◆ **Work order**
In the listing below, find the line holding "Query: tram side window" and the line holding "# locate the tree foliage: one". Write out those two lines and all lines between, exactly, and nothing more.

◆ **Data for analysis**
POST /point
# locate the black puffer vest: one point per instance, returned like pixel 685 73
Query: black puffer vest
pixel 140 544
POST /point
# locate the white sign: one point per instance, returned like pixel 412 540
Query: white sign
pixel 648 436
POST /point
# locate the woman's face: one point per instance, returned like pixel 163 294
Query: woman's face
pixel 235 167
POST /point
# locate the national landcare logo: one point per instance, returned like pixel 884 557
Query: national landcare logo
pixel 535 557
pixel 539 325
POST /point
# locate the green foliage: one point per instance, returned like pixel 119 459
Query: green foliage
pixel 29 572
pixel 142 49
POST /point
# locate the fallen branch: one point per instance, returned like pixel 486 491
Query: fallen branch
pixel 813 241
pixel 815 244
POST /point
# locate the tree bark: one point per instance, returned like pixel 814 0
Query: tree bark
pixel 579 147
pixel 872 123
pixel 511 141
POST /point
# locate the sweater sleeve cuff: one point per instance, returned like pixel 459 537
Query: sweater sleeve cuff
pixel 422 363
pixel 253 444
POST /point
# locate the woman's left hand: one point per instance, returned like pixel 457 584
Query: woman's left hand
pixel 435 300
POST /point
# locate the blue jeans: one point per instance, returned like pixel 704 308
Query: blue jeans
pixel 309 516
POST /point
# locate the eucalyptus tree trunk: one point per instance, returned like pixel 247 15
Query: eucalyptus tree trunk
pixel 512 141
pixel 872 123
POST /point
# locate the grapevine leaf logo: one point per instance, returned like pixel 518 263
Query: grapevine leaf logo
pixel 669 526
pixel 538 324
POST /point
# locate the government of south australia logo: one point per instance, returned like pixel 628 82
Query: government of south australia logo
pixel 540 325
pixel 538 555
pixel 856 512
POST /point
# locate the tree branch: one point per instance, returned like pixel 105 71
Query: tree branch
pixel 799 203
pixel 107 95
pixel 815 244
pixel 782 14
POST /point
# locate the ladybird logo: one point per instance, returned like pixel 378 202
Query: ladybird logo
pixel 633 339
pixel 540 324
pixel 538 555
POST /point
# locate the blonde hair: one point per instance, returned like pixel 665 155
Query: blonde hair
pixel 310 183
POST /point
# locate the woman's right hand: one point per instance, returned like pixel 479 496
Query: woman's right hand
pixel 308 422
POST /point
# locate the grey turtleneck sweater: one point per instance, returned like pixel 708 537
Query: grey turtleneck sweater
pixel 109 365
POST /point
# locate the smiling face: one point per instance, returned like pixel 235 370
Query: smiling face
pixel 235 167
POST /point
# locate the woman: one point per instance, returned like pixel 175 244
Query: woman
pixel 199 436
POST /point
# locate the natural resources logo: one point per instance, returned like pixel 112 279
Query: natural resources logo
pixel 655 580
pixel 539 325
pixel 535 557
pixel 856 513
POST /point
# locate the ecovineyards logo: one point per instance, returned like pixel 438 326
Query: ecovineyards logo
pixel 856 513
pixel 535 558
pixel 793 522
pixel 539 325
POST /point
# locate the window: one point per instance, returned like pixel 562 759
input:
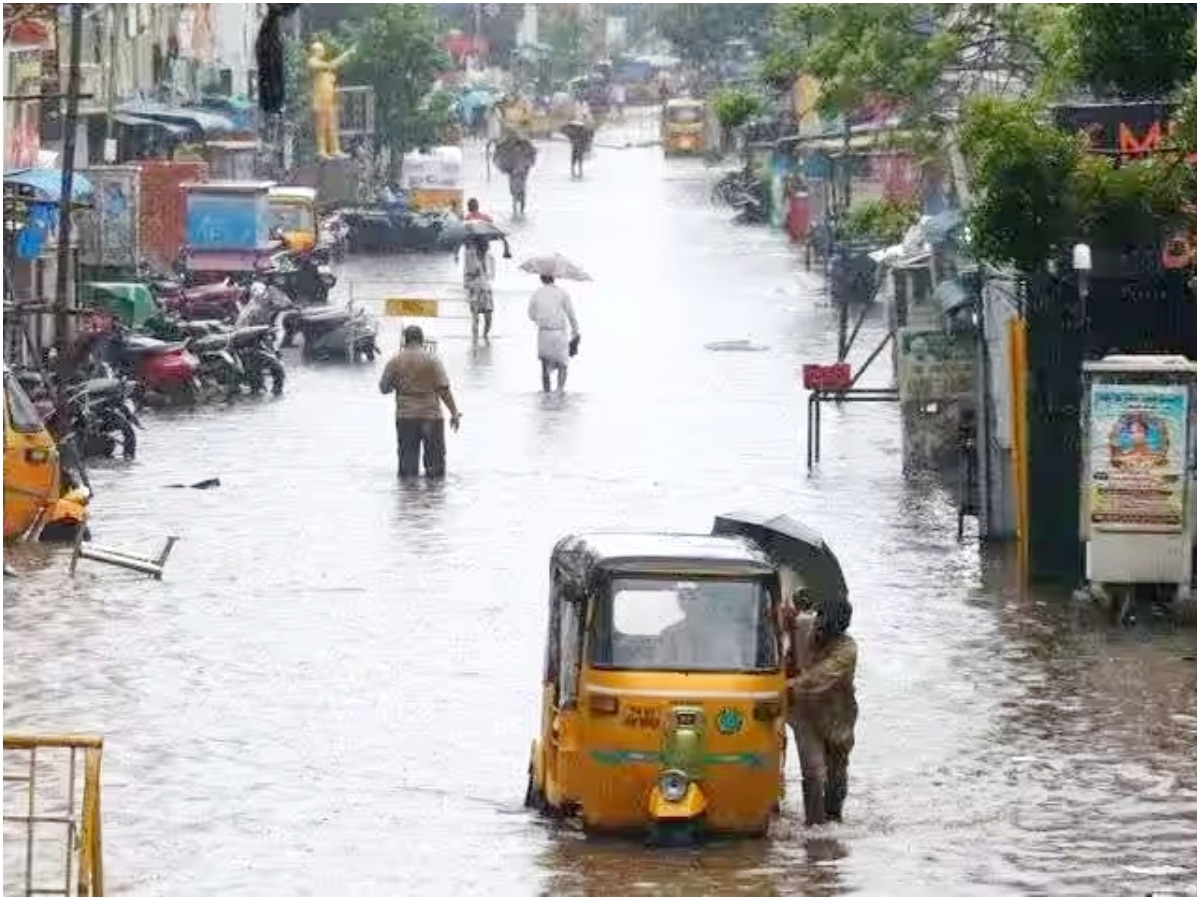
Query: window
pixel 705 625
pixel 22 413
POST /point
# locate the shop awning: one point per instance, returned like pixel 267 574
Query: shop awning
pixel 208 123
pixel 137 121
pixel 46 185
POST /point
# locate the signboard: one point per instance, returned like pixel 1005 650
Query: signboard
pixel 108 233
pixel 411 307
pixel 226 221
pixel 934 365
pixel 1138 444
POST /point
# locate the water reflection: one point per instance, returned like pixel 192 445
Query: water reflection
pixel 598 867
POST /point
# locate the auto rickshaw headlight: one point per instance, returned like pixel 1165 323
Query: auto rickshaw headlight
pixel 673 785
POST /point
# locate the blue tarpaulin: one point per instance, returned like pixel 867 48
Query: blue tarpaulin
pixel 208 123
pixel 46 185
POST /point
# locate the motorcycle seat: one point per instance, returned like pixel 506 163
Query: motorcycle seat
pixel 209 292
pixel 324 313
pixel 202 328
pixel 103 385
pixel 210 343
pixel 141 345
pixel 251 333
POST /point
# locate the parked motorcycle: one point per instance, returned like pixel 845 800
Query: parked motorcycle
pixel 334 333
pixel 101 413
pixel 209 340
pixel 163 372
pixel 751 208
pixel 103 417
pixel 219 300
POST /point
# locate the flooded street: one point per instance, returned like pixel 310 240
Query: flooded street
pixel 335 687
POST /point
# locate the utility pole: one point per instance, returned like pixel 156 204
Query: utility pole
pixel 111 78
pixel 61 309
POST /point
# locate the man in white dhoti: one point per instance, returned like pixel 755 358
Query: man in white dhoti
pixel 551 311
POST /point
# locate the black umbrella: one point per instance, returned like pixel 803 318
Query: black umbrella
pixel 797 546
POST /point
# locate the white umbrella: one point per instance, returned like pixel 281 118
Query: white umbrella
pixel 557 267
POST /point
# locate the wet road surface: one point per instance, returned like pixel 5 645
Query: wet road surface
pixel 335 688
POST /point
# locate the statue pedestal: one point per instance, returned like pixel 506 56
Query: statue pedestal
pixel 335 181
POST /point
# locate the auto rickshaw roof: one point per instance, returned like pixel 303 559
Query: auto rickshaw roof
pixel 658 552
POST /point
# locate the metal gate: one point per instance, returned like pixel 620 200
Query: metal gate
pixel 52 815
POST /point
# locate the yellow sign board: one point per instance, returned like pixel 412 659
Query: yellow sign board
pixel 411 307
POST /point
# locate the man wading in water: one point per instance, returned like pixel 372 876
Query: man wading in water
pixel 421 387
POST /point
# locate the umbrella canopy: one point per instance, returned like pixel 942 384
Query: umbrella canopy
pixel 557 267
pixel 208 123
pixel 459 233
pixel 46 185
pixel 791 544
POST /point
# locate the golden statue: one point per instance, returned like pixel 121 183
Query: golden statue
pixel 324 99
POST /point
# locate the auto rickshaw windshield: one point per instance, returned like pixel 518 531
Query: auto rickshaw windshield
pixel 705 625
pixel 684 115
pixel 22 413
pixel 293 217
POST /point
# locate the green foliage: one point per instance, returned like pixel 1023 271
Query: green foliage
pixel 905 52
pixel 697 31
pixel 883 221
pixel 1039 191
pixel 735 107
pixel 1023 168
pixel 563 30
pixel 399 53
pixel 1135 51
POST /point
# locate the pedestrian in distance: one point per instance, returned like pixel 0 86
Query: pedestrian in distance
pixel 419 381
pixel 478 276
pixel 558 330
pixel 473 214
pixel 822 708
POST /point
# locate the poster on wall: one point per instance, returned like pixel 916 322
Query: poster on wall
pixel 109 235
pixel 1138 457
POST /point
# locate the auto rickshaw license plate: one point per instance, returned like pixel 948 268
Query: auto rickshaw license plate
pixel 411 307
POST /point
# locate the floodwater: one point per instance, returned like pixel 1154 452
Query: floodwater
pixel 334 689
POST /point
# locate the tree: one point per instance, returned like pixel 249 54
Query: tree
pixel 699 31
pixel 564 34
pixel 1135 51
pixel 924 58
pixel 399 53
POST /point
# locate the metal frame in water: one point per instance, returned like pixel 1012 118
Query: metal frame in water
pixel 82 847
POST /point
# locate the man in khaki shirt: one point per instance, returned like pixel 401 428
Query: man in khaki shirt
pixel 420 383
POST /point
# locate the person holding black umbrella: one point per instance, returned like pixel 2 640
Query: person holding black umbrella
pixel 823 708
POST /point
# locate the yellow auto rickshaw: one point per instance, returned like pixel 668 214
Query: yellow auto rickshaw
pixel 33 474
pixel 665 688
pixel 293 213
pixel 683 126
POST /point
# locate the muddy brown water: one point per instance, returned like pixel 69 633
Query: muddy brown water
pixel 335 687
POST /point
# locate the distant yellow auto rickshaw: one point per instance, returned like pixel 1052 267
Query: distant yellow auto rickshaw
pixel 33 474
pixel 665 689
pixel 683 127
pixel 293 214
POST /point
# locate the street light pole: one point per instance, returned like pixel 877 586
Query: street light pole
pixel 61 309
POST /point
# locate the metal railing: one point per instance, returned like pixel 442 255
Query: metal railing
pixel 36 796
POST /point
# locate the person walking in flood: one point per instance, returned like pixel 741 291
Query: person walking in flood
pixel 823 708
pixel 421 388
pixel 558 330
pixel 478 276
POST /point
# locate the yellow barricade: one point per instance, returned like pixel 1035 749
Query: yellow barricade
pixel 42 785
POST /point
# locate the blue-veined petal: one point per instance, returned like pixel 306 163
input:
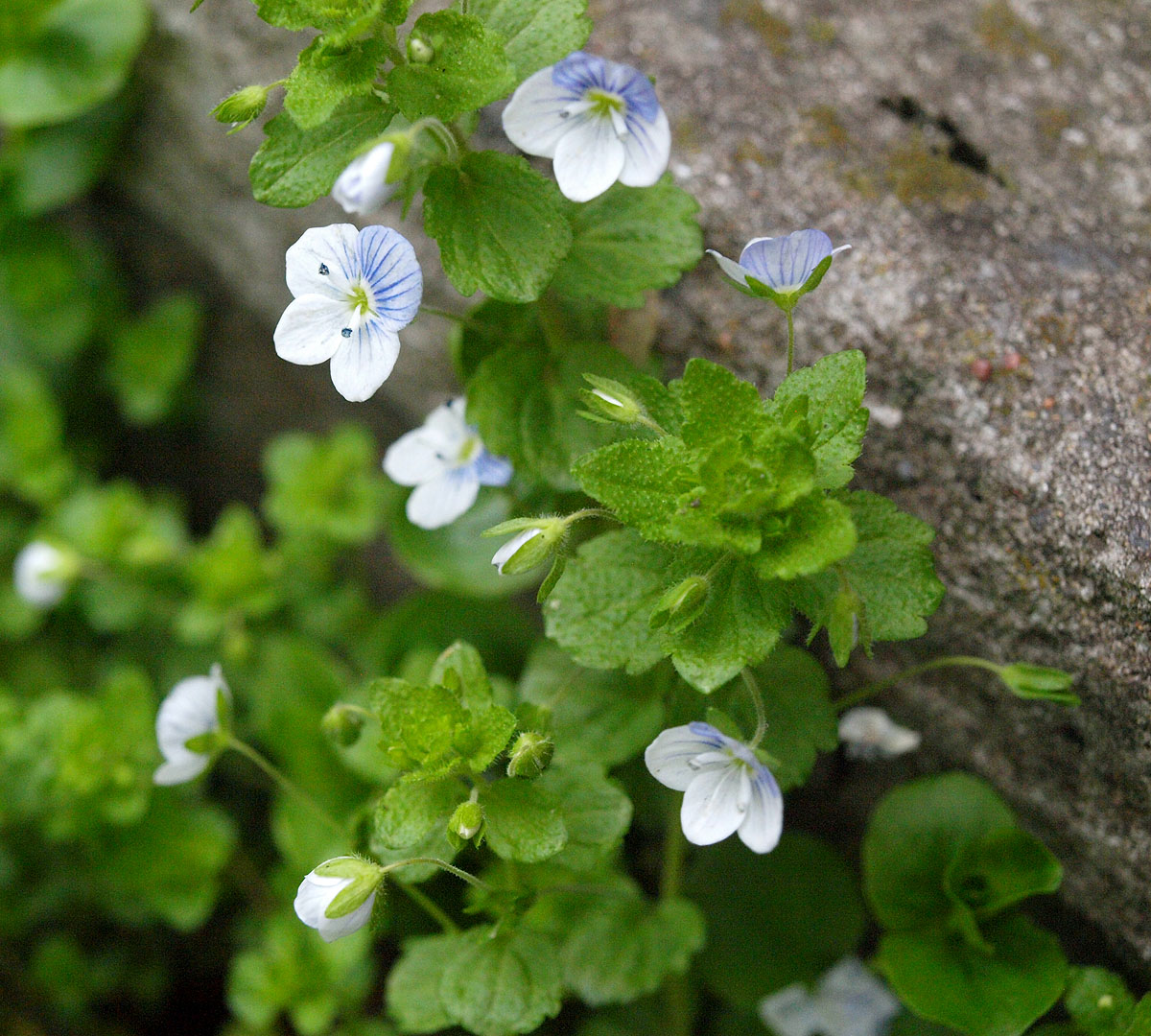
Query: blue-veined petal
pixel 443 499
pixel 311 329
pixel 391 274
pixel 588 158
pixel 323 262
pixel 364 361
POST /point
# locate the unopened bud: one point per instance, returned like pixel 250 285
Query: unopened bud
pixel 610 402
pixel 343 723
pixel 419 51
pixel 242 107
pixel 534 542
pixel 466 821
pixel 529 754
pixel 682 604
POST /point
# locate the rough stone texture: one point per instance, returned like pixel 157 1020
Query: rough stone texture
pixel 841 115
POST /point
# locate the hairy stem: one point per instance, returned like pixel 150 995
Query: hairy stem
pixel 870 690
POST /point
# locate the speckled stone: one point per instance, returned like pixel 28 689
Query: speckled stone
pixel 850 115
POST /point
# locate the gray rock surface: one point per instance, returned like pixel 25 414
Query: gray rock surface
pixel 991 166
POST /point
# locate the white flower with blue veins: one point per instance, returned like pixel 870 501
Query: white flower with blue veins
pixel 599 121
pixel 195 708
pixel 354 291
pixel 787 266
pixel 447 463
pixel 726 789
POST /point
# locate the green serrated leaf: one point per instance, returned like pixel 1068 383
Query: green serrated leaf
pixel 500 224
pixel 501 983
pixel 467 70
pixel 981 994
pixel 891 571
pixel 626 947
pixel 327 78
pixel 630 241
pixel 834 414
pixel 774 920
pixel 294 166
pixel 524 821
pixel 535 33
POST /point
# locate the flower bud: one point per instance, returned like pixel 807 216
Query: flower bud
pixel 419 51
pixel 529 754
pixel 1039 682
pixel 343 724
pixel 41 574
pixel 682 604
pixel 610 402
pixel 534 542
pixel 466 821
pixel 242 107
pixel 337 898
pixel 372 177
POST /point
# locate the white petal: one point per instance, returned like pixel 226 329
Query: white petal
pixel 363 363
pixel 715 804
pixel 319 248
pixel 310 331
pixel 363 187
pixel 534 119
pixel 415 458
pixel 647 149
pixel 730 268
pixel 442 500
pixel 669 757
pixel 588 158
pixel 337 928
pixel 391 275
pixel 37 575
pixel 764 821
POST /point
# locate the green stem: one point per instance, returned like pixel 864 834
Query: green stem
pixel 761 713
pixel 287 784
pixel 430 907
pixel 791 341
pixel 869 690
pixel 443 864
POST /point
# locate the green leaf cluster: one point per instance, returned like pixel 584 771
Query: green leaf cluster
pixel 944 867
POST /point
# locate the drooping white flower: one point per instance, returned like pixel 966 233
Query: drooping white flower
pixel 354 291
pixel 364 185
pixel 337 898
pixel 597 120
pixel 725 788
pixel 191 709
pixel 847 1001
pixel 41 574
pixel 868 732
pixel 447 463
pixel 787 266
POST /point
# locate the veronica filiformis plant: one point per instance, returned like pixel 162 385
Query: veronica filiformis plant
pixel 726 789
pixel 354 291
pixel 599 121
pixel 447 463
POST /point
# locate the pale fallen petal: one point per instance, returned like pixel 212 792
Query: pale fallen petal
pixel 323 262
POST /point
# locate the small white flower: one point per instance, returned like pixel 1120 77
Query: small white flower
pixel 598 120
pixel 354 291
pixel 505 553
pixel 447 463
pixel 868 732
pixel 190 711
pixel 316 898
pixel 364 187
pixel 849 1001
pixel 725 788
pixel 41 574
pixel 787 265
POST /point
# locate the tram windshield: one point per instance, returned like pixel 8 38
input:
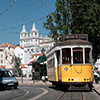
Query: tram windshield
pixel 66 55
pixel 87 55
pixel 77 55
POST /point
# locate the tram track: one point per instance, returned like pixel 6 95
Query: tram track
pixel 15 94
pixel 96 92
pixel 70 95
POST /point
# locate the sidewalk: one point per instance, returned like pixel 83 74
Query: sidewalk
pixel 29 81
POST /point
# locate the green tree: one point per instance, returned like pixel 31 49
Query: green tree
pixel 85 16
pixel 58 21
pixel 18 71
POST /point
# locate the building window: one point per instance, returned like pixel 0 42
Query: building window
pixel 1 61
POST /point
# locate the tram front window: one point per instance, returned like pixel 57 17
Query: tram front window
pixel 66 56
pixel 77 55
pixel 87 55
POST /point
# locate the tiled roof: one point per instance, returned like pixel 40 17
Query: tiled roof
pixel 23 66
pixel 6 45
pixel 32 61
pixel 2 66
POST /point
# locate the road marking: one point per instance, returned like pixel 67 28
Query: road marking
pixel 40 95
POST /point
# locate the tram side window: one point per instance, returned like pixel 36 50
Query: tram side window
pixel 87 55
pixel 58 56
pixel 77 55
pixel 66 56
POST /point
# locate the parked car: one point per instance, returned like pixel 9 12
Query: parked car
pixel 7 79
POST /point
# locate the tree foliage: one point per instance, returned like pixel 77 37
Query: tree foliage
pixel 58 21
pixel 86 20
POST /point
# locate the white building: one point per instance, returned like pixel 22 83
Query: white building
pixel 34 43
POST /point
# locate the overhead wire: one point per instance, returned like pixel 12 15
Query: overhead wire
pixel 8 7
pixel 25 17
pixel 33 10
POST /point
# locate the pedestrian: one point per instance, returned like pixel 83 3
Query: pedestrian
pixel 95 72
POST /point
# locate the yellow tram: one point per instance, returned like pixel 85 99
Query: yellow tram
pixel 69 62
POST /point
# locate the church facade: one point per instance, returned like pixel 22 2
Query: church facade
pixel 33 43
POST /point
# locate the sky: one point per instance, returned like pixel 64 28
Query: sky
pixel 15 13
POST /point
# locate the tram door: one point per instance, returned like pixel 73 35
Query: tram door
pixel 77 62
pixel 58 63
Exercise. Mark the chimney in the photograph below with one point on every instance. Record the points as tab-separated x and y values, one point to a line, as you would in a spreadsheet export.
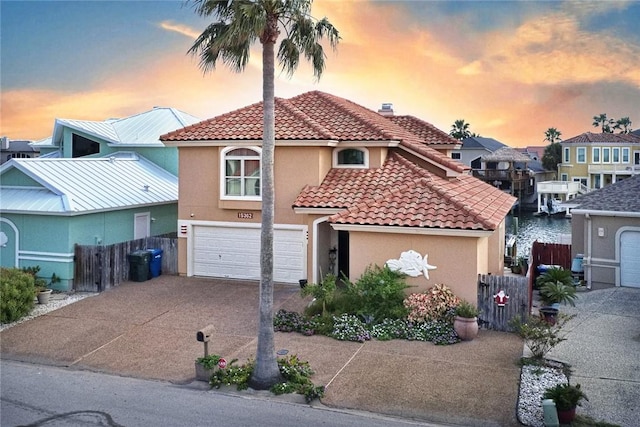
386	109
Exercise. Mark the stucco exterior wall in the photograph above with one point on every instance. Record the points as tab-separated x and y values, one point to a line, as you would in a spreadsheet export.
603	263
455	259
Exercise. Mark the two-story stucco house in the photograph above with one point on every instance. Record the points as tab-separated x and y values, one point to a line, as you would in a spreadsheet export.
352	188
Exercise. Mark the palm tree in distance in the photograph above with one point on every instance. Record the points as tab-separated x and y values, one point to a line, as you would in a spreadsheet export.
237	25
603	122
553	152
623	124
460	130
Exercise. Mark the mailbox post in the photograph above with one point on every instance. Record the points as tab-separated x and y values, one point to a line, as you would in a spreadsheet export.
204	335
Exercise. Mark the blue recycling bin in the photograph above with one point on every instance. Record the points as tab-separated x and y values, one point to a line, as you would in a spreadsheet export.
155	262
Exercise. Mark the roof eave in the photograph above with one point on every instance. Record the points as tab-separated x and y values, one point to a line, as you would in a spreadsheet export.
454	232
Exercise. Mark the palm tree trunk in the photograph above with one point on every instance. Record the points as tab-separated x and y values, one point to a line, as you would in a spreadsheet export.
266	372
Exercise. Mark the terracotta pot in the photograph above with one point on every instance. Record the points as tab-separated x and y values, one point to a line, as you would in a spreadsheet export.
466	328
567	416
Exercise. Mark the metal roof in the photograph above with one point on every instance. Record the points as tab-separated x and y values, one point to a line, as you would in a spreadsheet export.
85	185
140	129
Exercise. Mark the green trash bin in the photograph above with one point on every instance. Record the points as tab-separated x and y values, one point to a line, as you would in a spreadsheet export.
139	266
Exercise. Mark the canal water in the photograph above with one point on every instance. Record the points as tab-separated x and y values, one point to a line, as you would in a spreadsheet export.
529	228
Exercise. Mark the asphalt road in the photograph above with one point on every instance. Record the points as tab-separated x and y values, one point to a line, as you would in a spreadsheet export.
35	395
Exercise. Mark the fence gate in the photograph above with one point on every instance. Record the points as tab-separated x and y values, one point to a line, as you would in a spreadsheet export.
500	299
98	268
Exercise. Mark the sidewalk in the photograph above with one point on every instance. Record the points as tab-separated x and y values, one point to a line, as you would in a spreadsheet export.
147	330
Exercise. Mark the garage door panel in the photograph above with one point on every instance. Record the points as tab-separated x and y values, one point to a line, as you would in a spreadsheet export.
630	259
234	252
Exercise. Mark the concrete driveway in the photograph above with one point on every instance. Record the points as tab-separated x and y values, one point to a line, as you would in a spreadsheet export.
147	330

◆ **Problem solution**
Query: tram side window
pixel 87 55
pixel 58 56
pixel 77 55
pixel 66 56
POST /point
# locate the parked car: one point per instance, returned like pixel 9 12
Query: parked car
pixel 7 79
POST /point
# locate the tree foliage: one point per instance, returned like pixel 77 37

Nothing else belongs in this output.